• Problem statement
Write out the passage of the anorexia article starting at "A metabolic disorder can" and ending at "anxiety and schizophrenia.", word for word.

• Extracted text
Anorexia is at least partly a metabolic disorder and not just psychiatric as previously thought, new research has suggested.
The genetic basis of anorexia nervosa overlaps with metabolic, lipid and body measurement traits, according to researchers.
They say this is independent of genetic factors that influence body mass index.
A metabolic disorder can happen when abnormal chemical reactions in the body alter the normal metabolic process.
Dr Gerome Breen, from the National Institute for Health Research (NIHR) Maudsley Biomedical Research Centre at King’s College London, said: “Metabolic abnormalities seen in patients with anorexia nervosa are most often attributed to starvation.
“But our study shows metabolic differences may also contribute to the development of the disorder. Furthermore, our analyses indicate that the metabolic factors may play nearly or just as strong a role as purely psychiatric effects.”
Another finding was the genetic basis of anorexia overlaps with other psychiatric disorders such as obsessive-compulsive disorder, depression, anxiety and schizophrenia.
Genetic factors associated with anorexia also influence physical activity, which could explain the tendency for people with anorexia to be highly active, the research indicates.
Eight genetic variants linked to anorexia were identified in the large-scale, genome-wide association study.

(Saved entries)

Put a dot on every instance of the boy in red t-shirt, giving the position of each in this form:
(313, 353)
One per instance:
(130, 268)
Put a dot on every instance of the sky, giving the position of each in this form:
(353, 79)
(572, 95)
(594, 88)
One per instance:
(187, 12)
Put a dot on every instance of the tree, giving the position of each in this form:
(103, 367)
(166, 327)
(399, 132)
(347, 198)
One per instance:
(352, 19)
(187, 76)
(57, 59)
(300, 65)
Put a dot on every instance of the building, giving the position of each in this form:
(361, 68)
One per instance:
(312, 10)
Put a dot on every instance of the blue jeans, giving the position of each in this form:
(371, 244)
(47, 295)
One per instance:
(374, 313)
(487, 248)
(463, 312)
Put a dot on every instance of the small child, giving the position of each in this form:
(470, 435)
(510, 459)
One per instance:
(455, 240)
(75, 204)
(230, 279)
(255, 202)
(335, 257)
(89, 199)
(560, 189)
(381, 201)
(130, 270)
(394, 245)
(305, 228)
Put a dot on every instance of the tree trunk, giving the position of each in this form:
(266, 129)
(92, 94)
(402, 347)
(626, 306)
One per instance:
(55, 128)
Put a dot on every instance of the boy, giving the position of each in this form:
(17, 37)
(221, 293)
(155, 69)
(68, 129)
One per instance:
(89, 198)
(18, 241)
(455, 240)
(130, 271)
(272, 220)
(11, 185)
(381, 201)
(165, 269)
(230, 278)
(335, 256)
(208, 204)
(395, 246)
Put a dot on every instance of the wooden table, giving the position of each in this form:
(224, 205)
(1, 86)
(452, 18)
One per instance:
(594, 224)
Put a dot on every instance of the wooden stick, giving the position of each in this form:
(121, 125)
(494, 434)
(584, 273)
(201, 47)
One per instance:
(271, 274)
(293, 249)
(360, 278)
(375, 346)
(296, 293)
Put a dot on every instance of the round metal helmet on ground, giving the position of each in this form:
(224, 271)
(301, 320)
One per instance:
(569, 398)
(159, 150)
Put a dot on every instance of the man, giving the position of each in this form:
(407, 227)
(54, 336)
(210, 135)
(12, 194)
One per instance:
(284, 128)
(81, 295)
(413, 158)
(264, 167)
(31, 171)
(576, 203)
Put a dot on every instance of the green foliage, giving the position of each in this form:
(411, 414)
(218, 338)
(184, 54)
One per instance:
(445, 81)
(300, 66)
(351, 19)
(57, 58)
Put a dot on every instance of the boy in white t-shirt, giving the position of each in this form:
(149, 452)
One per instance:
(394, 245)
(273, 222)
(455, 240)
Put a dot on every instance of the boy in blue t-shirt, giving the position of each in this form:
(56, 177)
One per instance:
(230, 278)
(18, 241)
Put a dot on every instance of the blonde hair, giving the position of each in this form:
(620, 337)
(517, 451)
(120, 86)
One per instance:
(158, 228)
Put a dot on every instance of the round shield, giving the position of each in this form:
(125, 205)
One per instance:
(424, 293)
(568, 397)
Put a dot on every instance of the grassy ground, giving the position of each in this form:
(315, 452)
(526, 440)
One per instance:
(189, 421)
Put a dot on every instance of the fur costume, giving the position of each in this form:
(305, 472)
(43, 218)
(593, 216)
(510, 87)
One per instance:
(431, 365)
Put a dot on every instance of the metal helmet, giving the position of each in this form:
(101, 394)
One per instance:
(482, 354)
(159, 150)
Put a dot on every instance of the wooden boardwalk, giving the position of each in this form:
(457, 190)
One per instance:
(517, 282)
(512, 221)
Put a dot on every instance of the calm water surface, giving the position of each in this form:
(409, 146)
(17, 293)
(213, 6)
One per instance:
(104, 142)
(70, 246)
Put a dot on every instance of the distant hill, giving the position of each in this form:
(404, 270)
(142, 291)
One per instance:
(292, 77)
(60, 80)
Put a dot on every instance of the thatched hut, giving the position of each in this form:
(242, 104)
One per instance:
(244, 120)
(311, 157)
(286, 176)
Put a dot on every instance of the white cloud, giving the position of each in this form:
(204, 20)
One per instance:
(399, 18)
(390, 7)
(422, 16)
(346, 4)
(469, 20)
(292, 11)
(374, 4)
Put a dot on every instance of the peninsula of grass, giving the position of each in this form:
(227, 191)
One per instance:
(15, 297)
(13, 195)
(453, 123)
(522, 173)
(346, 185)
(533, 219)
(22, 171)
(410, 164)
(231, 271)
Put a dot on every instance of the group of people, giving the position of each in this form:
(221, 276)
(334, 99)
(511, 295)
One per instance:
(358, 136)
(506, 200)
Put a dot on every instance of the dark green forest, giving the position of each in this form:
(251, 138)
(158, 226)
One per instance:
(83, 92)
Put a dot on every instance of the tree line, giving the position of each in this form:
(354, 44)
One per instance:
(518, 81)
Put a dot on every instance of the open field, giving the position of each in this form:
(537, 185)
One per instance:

• Solution to this exercise
A metabolic disorder can happen when abnormal chemical reactions in the body alter the normal metabolic process.
Dr Gerome Breen, from the National Institute for Health Research (NIHR) Maudsley Biomedical Research Centre at King’s College London, said: “Metabolic abnormalities seen in patients with anorexia nervosa are most often attributed to starvation.
“But our study shows metabolic differences may also contribute to the development of the disorder. Furthermore, our analyses indicate that the metabolic factors may play nearly or just as strong a role as purely psychiatric effects.”
Another finding was the genetic basis of anorexia overlaps with other psychiatric disorders such as obsessive-compulsive disorder, depression, anxiety and schizophrenia.